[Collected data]

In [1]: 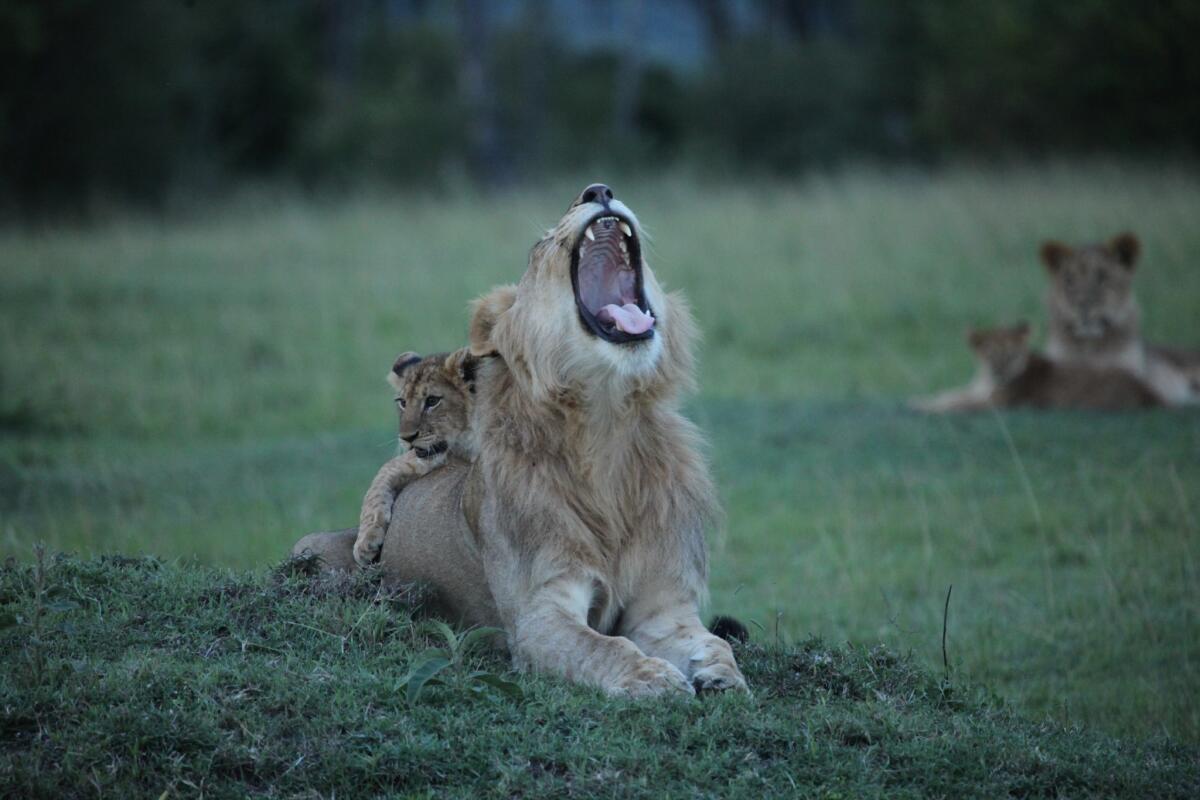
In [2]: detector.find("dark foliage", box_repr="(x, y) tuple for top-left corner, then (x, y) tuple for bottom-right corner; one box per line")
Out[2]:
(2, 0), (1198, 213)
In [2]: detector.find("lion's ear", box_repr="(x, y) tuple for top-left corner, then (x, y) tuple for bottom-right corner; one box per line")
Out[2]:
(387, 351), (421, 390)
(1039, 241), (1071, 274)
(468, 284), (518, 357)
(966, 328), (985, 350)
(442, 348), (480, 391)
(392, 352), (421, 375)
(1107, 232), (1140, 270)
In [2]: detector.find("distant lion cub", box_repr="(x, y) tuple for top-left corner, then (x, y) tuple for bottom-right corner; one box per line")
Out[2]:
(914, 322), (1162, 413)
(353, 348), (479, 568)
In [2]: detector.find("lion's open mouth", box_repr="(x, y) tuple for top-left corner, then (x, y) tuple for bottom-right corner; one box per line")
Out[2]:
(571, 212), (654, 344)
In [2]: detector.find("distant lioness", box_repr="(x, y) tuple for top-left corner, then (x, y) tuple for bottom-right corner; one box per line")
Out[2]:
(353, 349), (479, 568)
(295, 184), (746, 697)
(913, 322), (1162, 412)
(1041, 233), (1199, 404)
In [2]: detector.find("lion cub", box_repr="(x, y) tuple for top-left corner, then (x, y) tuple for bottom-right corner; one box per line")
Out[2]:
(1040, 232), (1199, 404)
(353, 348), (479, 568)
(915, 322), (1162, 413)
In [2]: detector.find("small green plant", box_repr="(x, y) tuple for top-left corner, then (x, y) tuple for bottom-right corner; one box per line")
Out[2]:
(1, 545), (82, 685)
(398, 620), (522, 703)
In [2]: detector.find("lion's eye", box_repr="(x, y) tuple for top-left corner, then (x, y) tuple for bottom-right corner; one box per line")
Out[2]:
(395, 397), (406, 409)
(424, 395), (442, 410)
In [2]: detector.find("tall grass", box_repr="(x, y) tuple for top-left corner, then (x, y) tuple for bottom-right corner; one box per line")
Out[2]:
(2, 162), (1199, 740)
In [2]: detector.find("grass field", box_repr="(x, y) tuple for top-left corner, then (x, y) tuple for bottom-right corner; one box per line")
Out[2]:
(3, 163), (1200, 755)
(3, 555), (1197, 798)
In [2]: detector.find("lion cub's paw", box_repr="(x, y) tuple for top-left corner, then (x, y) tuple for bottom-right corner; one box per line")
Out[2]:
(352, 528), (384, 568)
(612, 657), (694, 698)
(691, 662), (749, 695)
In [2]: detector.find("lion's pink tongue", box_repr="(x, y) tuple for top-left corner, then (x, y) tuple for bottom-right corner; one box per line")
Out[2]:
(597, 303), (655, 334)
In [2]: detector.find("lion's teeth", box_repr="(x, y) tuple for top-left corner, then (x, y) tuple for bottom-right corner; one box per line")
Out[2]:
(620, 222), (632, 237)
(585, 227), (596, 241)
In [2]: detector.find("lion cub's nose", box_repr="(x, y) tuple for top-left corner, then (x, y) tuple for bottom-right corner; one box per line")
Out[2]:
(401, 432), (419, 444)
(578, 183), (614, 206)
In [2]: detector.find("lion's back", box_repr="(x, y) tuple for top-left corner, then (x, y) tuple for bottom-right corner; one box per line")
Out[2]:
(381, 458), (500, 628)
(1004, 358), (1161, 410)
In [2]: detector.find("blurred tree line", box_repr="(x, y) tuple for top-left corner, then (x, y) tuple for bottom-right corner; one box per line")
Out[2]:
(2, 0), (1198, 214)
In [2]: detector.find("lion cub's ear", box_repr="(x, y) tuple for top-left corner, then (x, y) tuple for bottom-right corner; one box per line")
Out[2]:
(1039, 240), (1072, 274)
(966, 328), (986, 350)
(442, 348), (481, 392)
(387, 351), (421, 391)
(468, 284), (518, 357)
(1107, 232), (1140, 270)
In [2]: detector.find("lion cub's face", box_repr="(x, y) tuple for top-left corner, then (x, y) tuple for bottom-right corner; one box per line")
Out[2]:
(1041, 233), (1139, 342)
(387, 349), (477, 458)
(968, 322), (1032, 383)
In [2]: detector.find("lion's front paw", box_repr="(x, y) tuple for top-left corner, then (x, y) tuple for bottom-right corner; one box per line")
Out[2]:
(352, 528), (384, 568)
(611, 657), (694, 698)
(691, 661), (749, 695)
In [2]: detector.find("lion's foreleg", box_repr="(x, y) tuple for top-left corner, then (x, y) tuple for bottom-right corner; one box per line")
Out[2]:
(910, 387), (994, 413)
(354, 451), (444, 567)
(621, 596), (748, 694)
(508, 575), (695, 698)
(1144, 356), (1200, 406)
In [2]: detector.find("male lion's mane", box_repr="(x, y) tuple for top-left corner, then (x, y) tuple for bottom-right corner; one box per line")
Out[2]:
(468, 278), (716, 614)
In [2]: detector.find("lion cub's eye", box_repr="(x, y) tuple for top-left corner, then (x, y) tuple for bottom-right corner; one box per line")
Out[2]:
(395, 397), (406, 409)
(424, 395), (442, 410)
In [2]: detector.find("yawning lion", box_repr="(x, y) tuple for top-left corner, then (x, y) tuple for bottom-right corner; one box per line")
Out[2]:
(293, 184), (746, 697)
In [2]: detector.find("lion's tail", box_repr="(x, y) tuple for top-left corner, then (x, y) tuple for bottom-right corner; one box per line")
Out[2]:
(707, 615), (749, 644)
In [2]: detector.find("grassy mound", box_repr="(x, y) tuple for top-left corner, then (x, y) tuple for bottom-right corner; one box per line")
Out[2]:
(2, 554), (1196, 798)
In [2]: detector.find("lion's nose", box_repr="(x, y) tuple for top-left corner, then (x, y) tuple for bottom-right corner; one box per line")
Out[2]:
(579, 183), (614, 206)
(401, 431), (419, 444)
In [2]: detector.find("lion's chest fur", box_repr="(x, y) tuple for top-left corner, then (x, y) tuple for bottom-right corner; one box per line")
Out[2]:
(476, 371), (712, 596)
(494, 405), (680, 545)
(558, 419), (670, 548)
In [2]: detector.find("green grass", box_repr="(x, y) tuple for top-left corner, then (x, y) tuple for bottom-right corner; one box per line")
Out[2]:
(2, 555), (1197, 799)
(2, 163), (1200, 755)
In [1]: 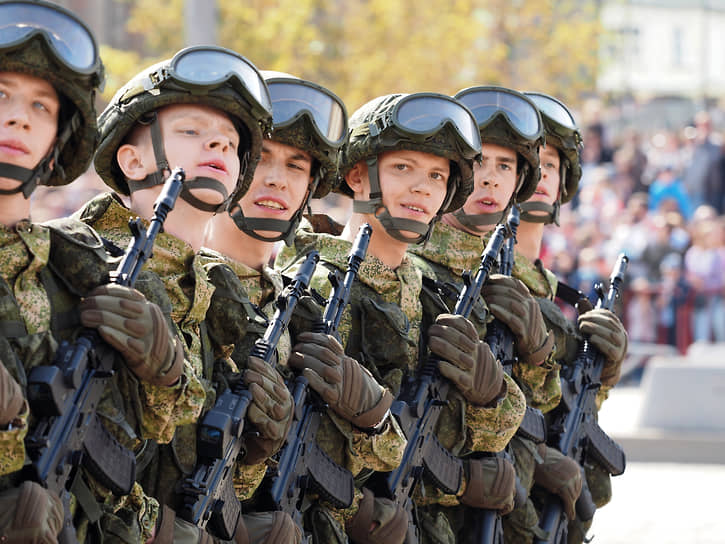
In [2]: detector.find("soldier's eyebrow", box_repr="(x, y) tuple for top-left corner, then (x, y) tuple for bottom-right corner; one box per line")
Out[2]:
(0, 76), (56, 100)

---

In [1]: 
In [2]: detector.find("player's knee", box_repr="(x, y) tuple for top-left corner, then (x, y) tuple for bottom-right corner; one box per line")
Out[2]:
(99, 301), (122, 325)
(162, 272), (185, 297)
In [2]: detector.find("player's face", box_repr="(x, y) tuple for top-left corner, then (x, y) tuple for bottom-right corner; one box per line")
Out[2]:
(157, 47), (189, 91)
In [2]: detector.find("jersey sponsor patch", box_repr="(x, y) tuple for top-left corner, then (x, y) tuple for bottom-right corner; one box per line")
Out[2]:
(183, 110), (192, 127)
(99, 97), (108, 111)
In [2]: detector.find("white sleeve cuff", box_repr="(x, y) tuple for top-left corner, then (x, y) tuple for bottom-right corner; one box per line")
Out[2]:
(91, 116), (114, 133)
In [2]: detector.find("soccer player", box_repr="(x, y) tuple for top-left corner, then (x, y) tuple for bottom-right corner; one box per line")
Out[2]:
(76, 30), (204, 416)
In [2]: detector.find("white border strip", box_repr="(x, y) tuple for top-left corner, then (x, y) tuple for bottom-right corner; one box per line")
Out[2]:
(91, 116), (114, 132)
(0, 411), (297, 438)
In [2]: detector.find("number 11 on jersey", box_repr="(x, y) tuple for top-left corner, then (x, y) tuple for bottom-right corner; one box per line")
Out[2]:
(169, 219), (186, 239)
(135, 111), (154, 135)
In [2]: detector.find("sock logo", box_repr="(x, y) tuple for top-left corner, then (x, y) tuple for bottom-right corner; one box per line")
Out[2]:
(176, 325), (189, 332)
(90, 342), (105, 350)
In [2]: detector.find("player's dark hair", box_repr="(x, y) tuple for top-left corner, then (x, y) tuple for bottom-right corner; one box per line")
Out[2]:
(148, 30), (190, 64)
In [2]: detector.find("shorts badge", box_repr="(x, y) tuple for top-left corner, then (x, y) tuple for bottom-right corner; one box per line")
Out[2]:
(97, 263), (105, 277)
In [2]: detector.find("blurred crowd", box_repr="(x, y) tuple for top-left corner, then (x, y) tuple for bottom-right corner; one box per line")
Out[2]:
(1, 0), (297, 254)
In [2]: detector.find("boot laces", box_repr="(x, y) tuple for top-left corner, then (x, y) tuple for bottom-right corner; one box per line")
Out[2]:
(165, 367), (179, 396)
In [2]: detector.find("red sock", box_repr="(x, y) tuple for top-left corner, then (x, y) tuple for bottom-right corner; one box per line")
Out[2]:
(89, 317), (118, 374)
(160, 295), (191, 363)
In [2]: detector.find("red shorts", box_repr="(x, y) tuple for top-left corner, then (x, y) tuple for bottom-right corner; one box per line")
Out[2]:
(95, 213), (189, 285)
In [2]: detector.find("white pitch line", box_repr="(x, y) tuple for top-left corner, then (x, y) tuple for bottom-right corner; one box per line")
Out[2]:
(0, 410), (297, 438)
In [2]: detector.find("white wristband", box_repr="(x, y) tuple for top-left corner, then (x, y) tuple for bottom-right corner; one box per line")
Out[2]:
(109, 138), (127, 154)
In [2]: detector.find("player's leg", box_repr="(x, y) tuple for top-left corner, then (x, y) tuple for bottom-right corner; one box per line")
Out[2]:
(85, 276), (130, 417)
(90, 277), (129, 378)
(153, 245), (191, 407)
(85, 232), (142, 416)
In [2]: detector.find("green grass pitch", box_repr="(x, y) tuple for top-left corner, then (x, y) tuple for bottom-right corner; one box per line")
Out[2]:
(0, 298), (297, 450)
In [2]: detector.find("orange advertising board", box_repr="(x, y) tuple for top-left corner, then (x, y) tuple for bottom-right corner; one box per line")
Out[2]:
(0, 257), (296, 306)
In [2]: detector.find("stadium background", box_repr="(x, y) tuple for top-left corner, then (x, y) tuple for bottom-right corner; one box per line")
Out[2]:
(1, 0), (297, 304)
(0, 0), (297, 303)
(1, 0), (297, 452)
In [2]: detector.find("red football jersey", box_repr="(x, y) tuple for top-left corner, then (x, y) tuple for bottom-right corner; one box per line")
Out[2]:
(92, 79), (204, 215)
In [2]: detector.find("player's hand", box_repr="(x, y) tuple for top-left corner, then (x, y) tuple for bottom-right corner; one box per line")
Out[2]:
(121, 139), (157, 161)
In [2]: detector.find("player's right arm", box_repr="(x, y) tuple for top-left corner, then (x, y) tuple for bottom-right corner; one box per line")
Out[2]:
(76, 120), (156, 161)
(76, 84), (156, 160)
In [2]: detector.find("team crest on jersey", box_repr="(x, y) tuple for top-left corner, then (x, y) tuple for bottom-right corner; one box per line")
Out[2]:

INSTRUCTIONS FOR THE TASK: Return solely the number of lines in the data that include the word "green".

EXERCISE ANSWER: 3